BRIEF :: Collect every line in the rows below that contains the string "child" and copy each one in full. Case counts when matching.

(Object location annotation data)

════

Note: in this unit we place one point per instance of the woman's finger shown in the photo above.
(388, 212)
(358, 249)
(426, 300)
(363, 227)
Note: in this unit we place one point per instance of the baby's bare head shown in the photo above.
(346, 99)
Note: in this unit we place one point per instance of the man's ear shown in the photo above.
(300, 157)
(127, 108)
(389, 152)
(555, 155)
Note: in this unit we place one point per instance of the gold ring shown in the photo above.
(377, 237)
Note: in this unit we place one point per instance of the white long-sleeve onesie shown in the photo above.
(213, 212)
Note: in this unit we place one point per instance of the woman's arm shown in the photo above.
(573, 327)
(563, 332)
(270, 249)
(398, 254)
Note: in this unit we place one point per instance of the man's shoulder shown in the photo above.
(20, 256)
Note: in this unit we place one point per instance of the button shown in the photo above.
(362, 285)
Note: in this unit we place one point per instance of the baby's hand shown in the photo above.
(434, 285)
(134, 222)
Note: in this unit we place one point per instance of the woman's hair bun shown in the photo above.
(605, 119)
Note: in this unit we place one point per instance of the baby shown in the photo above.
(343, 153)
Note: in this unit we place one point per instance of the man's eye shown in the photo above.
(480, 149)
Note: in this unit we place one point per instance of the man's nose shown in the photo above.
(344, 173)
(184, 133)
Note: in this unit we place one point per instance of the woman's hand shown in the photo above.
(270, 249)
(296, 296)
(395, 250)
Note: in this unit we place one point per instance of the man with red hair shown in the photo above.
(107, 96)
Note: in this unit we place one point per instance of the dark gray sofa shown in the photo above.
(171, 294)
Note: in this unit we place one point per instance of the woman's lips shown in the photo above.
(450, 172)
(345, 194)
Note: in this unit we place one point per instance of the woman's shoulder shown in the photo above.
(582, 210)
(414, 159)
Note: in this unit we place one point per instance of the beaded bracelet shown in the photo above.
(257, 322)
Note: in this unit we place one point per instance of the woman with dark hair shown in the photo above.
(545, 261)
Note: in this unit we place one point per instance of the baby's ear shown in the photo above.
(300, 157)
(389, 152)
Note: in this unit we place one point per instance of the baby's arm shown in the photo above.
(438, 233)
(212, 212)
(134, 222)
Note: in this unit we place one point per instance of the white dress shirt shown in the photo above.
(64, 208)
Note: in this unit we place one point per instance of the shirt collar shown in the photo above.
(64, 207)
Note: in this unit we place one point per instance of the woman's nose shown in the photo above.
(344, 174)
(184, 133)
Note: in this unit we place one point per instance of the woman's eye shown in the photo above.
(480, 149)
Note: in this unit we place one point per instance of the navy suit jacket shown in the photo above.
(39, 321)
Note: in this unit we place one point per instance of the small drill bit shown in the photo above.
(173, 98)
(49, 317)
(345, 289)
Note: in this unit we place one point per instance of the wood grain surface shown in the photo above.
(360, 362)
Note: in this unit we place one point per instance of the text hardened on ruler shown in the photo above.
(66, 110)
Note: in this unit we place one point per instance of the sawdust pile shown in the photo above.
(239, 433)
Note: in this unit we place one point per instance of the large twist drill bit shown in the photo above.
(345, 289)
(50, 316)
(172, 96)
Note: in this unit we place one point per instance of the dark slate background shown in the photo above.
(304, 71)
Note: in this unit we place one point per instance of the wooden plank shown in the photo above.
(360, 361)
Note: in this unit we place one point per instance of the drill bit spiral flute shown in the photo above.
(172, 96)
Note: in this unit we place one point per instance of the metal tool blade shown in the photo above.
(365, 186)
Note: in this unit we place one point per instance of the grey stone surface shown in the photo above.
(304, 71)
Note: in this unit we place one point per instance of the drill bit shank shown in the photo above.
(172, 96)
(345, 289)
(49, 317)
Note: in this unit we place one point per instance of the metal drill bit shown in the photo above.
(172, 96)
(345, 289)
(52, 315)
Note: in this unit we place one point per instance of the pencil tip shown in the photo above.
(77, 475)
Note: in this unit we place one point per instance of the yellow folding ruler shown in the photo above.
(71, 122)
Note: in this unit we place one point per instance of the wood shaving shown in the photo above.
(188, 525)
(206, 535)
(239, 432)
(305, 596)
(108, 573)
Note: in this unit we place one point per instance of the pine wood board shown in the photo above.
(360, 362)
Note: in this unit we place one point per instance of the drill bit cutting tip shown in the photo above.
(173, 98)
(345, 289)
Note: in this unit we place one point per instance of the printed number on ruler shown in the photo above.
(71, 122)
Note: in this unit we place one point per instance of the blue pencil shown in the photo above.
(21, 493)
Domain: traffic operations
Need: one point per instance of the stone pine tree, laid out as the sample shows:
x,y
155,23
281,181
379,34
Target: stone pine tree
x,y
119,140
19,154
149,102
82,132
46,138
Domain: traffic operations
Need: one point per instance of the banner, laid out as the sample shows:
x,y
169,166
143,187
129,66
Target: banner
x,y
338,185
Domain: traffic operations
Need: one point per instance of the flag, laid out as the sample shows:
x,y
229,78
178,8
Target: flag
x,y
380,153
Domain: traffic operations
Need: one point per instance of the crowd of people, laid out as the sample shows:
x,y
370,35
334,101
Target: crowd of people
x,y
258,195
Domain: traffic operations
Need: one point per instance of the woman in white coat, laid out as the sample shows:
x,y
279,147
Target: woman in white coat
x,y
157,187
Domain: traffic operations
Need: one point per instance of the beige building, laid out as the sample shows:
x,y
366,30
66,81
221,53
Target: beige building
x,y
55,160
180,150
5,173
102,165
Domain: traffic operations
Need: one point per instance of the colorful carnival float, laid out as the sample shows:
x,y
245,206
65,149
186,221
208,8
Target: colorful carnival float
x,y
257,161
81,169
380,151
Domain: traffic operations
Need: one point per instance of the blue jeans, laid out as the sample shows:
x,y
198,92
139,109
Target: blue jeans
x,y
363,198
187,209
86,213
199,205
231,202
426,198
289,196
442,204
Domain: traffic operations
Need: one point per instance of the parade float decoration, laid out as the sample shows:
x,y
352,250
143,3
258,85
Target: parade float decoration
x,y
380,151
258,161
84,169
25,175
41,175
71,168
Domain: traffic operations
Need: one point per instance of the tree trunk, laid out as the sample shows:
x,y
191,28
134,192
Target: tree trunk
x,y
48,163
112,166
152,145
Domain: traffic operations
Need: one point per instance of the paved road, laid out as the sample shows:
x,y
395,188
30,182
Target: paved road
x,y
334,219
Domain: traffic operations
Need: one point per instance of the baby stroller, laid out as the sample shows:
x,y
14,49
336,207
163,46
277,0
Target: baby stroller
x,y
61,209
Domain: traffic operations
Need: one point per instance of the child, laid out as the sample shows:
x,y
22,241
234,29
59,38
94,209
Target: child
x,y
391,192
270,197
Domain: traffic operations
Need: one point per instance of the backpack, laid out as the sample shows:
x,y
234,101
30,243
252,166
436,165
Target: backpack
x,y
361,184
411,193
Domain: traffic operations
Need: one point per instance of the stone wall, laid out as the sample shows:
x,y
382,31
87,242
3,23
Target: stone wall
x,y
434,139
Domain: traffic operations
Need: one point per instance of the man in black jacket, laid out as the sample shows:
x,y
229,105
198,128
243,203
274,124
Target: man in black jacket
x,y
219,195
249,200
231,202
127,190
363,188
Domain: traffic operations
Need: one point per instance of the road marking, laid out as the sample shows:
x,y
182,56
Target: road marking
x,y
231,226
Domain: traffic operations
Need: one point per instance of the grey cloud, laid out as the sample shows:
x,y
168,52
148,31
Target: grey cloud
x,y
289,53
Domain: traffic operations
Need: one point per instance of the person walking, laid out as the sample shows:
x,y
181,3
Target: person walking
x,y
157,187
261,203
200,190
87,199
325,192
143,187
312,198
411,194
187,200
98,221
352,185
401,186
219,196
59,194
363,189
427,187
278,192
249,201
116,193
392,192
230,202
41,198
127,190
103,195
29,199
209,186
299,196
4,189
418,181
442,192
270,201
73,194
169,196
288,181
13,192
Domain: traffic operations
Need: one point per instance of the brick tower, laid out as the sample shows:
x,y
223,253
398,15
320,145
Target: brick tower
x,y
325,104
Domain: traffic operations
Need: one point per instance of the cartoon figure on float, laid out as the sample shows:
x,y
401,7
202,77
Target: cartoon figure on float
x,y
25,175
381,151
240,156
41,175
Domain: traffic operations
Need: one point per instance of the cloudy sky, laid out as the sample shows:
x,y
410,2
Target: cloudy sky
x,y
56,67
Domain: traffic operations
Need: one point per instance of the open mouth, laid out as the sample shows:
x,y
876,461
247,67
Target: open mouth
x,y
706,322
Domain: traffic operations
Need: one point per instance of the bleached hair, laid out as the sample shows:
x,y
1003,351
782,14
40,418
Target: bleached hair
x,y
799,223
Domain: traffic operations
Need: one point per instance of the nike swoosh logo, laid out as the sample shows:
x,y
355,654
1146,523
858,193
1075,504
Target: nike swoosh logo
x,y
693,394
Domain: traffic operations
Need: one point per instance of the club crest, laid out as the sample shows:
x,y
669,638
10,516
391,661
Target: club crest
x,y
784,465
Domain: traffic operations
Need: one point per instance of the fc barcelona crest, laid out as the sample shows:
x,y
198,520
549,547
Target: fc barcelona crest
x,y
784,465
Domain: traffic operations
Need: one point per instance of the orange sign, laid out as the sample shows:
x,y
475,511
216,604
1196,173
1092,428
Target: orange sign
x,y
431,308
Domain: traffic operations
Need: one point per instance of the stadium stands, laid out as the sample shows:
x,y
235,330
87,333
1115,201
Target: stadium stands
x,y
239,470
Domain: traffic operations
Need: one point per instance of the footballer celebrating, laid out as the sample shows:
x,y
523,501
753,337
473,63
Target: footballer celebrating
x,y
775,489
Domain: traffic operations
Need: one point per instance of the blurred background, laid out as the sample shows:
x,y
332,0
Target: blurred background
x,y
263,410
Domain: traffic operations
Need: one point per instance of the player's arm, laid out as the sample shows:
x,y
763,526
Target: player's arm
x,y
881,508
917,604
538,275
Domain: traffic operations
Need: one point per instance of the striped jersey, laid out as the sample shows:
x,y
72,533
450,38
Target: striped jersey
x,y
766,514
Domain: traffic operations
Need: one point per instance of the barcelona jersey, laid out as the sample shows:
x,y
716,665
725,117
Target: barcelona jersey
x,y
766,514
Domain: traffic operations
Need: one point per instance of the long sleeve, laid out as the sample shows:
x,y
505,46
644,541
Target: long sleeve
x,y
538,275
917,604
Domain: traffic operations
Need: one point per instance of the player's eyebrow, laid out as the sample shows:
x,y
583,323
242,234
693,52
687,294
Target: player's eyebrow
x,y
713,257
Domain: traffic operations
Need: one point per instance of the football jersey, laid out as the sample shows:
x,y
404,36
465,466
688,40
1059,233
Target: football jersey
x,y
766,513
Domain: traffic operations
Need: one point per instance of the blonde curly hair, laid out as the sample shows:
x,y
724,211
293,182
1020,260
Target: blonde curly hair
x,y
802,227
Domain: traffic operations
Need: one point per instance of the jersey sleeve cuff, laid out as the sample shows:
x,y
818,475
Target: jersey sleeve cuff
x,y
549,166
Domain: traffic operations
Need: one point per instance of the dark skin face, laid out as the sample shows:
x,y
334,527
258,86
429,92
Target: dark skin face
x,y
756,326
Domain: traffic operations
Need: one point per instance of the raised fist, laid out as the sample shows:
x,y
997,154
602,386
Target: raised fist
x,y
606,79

════

SOLUTION TO THIS EXERCISE ::
Need: one point per instance of the child, laid out as the sample shows:
Target: child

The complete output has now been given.